>>

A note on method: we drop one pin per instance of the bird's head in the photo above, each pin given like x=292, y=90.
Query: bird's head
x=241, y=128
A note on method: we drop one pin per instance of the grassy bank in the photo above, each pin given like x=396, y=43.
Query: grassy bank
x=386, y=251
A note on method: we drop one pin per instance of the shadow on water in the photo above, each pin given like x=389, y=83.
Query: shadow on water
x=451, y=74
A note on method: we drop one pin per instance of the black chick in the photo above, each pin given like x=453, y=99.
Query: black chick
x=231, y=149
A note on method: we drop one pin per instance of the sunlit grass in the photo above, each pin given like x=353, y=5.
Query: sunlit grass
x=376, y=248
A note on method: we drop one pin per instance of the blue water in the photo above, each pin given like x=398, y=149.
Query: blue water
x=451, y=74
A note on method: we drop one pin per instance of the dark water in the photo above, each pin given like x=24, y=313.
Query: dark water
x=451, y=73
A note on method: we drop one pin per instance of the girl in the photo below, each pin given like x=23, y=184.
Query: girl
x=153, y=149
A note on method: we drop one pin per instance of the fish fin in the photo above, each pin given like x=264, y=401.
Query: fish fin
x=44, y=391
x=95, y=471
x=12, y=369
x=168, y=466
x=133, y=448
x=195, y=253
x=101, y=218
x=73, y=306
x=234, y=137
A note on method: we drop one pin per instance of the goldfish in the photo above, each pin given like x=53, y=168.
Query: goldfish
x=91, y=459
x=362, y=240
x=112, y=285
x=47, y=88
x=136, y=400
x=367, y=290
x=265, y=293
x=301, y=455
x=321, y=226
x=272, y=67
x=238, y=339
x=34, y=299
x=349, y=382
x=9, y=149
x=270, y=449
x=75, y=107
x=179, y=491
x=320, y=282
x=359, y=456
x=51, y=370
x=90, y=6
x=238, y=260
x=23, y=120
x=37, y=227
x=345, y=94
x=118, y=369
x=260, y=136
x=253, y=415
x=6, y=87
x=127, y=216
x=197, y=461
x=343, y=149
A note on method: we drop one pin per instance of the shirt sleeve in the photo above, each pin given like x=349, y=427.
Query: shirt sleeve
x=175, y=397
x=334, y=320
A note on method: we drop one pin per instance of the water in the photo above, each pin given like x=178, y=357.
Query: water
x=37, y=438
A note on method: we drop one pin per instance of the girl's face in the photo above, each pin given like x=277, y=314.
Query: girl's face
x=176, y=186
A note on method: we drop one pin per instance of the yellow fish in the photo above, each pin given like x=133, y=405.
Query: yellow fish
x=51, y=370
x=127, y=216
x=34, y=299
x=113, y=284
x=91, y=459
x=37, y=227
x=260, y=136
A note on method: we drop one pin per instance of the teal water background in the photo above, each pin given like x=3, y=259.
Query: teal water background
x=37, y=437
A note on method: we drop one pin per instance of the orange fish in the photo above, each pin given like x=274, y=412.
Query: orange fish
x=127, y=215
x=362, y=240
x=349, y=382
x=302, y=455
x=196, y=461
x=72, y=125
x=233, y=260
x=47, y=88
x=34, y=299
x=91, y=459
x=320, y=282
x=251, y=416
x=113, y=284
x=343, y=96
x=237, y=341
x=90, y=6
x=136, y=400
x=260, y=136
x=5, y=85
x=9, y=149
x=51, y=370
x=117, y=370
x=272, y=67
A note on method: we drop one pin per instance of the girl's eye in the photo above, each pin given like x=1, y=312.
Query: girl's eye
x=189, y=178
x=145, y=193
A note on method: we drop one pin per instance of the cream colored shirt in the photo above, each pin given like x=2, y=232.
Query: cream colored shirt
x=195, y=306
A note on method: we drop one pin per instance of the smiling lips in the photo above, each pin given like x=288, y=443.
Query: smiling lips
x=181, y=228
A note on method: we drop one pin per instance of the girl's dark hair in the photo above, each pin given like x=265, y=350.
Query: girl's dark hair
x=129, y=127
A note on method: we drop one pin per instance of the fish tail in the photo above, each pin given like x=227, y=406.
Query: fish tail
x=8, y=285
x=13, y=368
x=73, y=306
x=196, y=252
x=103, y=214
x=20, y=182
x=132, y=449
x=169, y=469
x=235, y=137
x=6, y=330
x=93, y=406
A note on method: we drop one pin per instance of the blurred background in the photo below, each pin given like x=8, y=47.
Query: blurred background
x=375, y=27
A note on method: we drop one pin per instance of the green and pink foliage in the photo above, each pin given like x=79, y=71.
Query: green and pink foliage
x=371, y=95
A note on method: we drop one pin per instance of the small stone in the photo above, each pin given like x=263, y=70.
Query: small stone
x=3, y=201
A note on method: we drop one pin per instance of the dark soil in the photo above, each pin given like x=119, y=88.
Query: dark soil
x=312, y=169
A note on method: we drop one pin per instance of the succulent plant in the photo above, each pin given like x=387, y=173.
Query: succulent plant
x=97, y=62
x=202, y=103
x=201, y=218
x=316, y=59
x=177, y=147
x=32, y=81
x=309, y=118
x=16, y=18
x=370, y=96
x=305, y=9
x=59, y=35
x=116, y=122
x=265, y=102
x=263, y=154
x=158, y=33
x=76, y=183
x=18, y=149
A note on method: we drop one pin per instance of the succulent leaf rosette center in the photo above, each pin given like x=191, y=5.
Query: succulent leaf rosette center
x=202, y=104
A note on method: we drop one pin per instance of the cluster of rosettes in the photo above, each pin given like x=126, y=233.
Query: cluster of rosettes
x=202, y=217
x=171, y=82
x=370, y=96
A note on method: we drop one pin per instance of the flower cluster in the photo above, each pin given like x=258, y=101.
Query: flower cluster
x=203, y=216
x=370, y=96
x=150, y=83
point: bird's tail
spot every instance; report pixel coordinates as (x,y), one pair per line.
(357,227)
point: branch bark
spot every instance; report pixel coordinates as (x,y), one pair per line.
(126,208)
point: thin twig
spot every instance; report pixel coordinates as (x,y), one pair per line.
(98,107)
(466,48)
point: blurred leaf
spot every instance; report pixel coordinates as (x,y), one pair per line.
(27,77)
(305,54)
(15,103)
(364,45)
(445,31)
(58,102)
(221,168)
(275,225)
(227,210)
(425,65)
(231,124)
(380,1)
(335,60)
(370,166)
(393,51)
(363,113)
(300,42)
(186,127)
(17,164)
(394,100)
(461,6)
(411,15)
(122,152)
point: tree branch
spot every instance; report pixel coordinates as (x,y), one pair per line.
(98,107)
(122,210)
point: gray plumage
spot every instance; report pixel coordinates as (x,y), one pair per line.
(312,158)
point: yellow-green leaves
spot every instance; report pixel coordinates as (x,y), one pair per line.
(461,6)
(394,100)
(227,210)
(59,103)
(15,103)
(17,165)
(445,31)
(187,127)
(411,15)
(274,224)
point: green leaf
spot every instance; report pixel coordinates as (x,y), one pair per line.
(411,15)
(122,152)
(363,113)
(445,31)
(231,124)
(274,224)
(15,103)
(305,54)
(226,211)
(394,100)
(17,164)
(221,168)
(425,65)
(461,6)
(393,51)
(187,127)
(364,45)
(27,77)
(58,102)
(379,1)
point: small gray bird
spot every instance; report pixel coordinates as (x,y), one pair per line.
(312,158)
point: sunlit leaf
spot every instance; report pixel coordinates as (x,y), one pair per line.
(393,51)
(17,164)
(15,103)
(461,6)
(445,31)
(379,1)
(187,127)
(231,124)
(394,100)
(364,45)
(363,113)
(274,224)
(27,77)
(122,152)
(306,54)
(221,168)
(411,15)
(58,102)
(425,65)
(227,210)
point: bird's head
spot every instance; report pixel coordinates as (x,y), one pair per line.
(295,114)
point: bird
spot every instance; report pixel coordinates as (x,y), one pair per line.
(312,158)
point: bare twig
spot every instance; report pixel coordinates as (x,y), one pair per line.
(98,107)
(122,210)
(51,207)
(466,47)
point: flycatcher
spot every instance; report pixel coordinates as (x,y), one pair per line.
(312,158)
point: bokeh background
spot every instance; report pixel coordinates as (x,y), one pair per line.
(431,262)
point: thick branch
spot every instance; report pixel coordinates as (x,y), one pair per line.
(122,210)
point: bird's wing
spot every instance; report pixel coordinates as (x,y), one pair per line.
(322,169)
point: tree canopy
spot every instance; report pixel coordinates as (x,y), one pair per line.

<<

#### [WHAT TO DO]
Wherever the line holding "like x=288, y=443." falls in the entries above, copy exactly from it through the line holding "like x=191, y=5.", inclusive, and add nothing.

#### [SOLVED PROBLEM]
A note on method: we drop one pin per instance of the smiling lips in the photo above, each pin given like x=288, y=443.
Query: smiling lips
x=181, y=228
A note on method: we drop one pin per instance of the girl's dark hair in the photo above, each pin given like x=265, y=350.
Query: girl's dark hair
x=129, y=127
A note on method: we drop one pin per instance of the fish tail in the photo above, each pin given like x=227, y=406.
Query: fish tail
x=8, y=285
x=13, y=368
x=73, y=306
x=196, y=252
x=103, y=214
x=20, y=182
x=132, y=449
x=169, y=469
x=235, y=137
x=6, y=330
x=93, y=406
A note on method: we drop one pin per instance of the blurred background in the photo below, each pin given like x=8, y=47.
Query: blurred background
x=375, y=27
A note on method: we drop one pin per instance of the green and pink foliage in the photo above, each pin given like x=79, y=71.
Query: green and pink foliage
x=371, y=95
A note on method: we drop one pin per instance of the small stone in the photo above, each pin given like x=263, y=70.
Query: small stone
x=3, y=201
A note on method: we drop one pin per instance of the dark soil in the photo above, each pin given like x=119, y=88.
Query: dark soil
x=312, y=169
A note on method: we drop one pin per instance of the succulent plant in the photo above, each pin given like x=387, y=173.
Query: succulent plant
x=97, y=62
x=202, y=103
x=201, y=218
x=316, y=59
x=177, y=147
x=32, y=81
x=309, y=118
x=16, y=18
x=370, y=96
x=305, y=9
x=59, y=35
x=116, y=122
x=265, y=102
x=263, y=154
x=158, y=33
x=76, y=183
x=18, y=149
A note on method: we drop one pin per instance of the succulent leaf rosette center in the photo above, each pin given like x=191, y=5.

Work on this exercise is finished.